----- Dataset entries -----

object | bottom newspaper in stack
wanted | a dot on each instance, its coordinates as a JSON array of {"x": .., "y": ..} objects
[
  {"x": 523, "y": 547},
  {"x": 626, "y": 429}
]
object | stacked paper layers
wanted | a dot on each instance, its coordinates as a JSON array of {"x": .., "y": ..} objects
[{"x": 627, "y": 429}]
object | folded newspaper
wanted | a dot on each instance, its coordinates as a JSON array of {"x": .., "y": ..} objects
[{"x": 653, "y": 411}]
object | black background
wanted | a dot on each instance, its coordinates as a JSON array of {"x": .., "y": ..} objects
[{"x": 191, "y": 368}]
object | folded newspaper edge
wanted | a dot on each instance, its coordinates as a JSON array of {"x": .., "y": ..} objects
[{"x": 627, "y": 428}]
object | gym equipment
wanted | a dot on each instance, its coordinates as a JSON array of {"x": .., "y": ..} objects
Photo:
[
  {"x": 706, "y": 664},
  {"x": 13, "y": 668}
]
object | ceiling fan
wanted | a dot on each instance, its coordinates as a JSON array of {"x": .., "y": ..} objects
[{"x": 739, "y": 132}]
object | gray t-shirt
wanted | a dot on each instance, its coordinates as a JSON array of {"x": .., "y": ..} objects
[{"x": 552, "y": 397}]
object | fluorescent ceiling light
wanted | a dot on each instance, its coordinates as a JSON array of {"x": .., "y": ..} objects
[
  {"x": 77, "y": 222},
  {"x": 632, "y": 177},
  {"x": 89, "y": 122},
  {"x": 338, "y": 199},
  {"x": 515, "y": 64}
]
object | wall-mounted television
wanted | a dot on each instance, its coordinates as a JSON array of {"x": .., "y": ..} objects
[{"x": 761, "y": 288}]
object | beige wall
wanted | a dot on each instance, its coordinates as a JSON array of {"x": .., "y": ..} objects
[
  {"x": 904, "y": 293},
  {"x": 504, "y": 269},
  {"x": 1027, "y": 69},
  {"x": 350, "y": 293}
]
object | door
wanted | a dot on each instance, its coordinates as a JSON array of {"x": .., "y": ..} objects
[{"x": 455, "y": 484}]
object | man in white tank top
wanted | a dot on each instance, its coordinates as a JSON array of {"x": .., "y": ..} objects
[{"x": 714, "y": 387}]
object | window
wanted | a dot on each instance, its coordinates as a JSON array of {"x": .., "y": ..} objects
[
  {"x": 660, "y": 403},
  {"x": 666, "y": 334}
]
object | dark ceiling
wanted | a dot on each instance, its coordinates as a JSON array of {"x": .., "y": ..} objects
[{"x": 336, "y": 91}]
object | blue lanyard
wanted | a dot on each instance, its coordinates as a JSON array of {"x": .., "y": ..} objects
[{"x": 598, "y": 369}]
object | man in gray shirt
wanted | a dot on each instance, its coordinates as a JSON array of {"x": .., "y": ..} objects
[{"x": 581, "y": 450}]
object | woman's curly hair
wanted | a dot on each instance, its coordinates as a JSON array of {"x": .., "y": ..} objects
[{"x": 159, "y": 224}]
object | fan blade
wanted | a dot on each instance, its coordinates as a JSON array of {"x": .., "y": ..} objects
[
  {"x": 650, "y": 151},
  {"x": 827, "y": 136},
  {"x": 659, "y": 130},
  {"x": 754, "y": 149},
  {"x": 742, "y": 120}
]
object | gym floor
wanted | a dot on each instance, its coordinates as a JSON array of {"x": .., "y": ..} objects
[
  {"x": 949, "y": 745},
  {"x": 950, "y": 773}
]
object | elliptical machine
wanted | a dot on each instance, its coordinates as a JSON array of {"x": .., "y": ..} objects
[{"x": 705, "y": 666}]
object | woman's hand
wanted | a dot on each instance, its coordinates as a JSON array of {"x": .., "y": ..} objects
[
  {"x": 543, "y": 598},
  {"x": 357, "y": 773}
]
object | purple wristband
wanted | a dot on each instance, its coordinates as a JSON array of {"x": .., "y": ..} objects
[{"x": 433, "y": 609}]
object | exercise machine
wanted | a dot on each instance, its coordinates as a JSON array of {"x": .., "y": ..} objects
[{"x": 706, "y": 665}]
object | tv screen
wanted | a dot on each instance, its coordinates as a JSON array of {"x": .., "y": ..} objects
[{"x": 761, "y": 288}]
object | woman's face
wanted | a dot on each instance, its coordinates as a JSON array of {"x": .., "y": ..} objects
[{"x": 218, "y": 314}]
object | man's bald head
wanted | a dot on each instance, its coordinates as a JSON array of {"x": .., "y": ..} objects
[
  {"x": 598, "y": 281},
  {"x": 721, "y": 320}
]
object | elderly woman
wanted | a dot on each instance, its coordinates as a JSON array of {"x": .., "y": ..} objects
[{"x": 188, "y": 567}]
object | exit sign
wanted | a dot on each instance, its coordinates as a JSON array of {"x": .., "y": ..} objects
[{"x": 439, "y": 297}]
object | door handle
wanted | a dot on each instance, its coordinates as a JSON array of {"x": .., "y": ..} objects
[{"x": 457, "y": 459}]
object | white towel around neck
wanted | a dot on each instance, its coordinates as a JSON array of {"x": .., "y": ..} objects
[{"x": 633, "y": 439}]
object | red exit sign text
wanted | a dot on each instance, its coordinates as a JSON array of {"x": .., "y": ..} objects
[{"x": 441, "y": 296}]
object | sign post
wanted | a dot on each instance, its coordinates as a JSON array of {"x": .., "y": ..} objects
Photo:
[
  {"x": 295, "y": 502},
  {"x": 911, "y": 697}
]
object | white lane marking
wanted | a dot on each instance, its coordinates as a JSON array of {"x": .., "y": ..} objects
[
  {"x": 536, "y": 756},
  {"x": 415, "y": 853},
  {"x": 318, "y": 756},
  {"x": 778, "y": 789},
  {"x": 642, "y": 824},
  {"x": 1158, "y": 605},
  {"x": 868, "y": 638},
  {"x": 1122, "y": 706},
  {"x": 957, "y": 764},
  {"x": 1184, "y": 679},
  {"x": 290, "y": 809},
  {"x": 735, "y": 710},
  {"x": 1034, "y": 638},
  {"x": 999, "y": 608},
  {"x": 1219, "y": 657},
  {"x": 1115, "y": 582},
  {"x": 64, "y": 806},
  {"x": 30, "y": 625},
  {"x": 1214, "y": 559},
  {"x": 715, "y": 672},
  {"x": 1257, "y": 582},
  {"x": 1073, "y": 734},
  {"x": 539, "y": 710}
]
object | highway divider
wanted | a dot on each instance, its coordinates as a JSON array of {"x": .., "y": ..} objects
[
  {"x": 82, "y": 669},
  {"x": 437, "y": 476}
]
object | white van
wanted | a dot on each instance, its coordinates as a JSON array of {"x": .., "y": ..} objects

-----

### Goal of the exercise
What is the number of lines in the listing that include the word "gray"? Give that number and nothing else.

### Problem solution
2